## To do
Rewrite the stretch of the online dating passage from "Why, you ask?" through "experience for help.", putting "certainty" wherever "confidence" appears.

## Passage
----

Why, you ask? Two words: personal branding. Online dating was a moment of confidence and clarity in my life. I knew who I was and what I wanted. So when I was faced with doubt and anxiety at finding clients I turned to that experience for help.

Spoiler alert! Despite my best efforts to avoid being a poster child for anything conventional (convention, yuck!), I am a poster child for online dating. I joined on a Tuesday and on that Friday I went on my first date with the man I would end up marrying 2 years later. And ladies, this is not some Cosmo bull$h*t on how finding a husband is like climbing the corporate ladder. This is instead about a trend we should take note of in terms of how we connect to people online and offline.

Personal Branding

Your typical online dating site works using a three-pronged system; photos, match %, and a descriptive profile. While I could easily draw conclusions about the use of photos and personality-based metrics, for the sake of space I will only focus on the third-prong: the personal description.

Lets start off by filling out a profile on OkCupid and along the way I will show you how in meeting my husband, I learned an incredibly important lesson in branding and client hunting.

Fill in below and find love instantly…

Below I have copied the sections from OkCupid that they ask you to fill in. As an aside, this was no random choice. I am not just a fan of this site for delivering me my husband (express): I am a fan because they really understand what connects people. The questions below may look fairly standard but in them is a goldmine of critical information. You just have to know how to read it and then write it.

* If you are interested in doing this personal branding exercise – scroll to the end of the post and print out the detailed list. I encourage you to try and fill it in before reading the rest of this post and then again at the end of reading this post. Please feel free to share some of your insights in the comments section.*

  1. My self-summary
  2. What am I doing with my life
  3. I’m really good at
  4. The first things people usually notice about me
  5. Favourite books, movies, shows, music, and food
  6. The six things I could never do without
  7. I spend a lot of time thinking about
  8. On a typical Friday night I am
  9. The most private thing I’m willing to admit
  10. I’m looking for
  11. You should message me if

Step 1: Who am I?

----

Object location annotation data
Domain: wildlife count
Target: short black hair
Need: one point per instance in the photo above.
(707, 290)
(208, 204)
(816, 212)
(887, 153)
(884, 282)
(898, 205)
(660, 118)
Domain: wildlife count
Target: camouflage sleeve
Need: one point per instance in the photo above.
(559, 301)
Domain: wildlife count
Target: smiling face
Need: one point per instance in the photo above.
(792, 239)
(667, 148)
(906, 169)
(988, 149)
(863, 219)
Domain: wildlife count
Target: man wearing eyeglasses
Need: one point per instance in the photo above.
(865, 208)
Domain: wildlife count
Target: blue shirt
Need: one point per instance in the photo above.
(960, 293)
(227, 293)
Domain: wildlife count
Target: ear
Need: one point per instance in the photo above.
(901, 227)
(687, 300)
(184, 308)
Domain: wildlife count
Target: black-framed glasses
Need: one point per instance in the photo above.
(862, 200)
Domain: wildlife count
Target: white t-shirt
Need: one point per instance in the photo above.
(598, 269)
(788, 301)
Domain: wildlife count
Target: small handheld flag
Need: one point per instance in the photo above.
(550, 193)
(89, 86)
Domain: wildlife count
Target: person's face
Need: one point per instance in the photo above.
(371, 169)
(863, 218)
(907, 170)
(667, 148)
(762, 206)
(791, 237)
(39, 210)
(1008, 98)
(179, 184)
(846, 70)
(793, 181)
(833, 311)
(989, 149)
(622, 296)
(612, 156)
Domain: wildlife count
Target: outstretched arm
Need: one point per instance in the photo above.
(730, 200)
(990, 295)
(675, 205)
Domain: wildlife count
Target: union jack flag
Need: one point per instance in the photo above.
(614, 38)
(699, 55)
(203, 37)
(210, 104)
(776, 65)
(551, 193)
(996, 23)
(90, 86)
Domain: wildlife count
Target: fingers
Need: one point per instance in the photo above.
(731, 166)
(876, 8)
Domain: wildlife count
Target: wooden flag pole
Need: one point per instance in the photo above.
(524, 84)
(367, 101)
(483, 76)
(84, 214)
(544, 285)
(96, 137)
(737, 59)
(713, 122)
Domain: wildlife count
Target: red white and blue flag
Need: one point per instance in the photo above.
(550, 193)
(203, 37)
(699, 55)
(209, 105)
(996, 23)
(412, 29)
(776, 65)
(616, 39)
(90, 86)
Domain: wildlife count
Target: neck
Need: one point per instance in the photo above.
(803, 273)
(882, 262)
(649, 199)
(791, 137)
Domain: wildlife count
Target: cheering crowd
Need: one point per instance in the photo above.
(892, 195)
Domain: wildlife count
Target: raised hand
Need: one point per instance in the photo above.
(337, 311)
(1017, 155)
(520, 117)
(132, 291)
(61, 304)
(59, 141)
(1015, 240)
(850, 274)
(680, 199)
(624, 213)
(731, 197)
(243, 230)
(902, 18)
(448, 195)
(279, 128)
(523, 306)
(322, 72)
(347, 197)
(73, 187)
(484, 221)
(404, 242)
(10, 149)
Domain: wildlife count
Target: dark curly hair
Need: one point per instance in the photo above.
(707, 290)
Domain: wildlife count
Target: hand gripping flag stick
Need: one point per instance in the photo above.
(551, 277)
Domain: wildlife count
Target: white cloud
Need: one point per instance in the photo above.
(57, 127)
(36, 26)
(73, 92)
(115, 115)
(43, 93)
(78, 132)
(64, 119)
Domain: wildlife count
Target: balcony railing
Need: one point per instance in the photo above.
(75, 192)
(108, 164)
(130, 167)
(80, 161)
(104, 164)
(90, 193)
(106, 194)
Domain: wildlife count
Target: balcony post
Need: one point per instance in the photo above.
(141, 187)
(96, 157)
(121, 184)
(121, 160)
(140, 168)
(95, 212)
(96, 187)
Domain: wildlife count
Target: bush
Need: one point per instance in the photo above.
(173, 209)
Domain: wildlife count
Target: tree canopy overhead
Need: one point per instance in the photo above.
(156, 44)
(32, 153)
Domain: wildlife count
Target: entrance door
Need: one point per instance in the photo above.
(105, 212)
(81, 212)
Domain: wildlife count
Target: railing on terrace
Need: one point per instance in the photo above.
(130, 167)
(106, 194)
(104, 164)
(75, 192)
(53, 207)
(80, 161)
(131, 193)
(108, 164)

----

## Written answer
Why, you ask? Two words: personal branding. Online dating was a moment of certainty and clarity in my life. I knew who I was and what I wanted. So when I was faced with doubt and anxiety at finding clients I turned to that experience for help.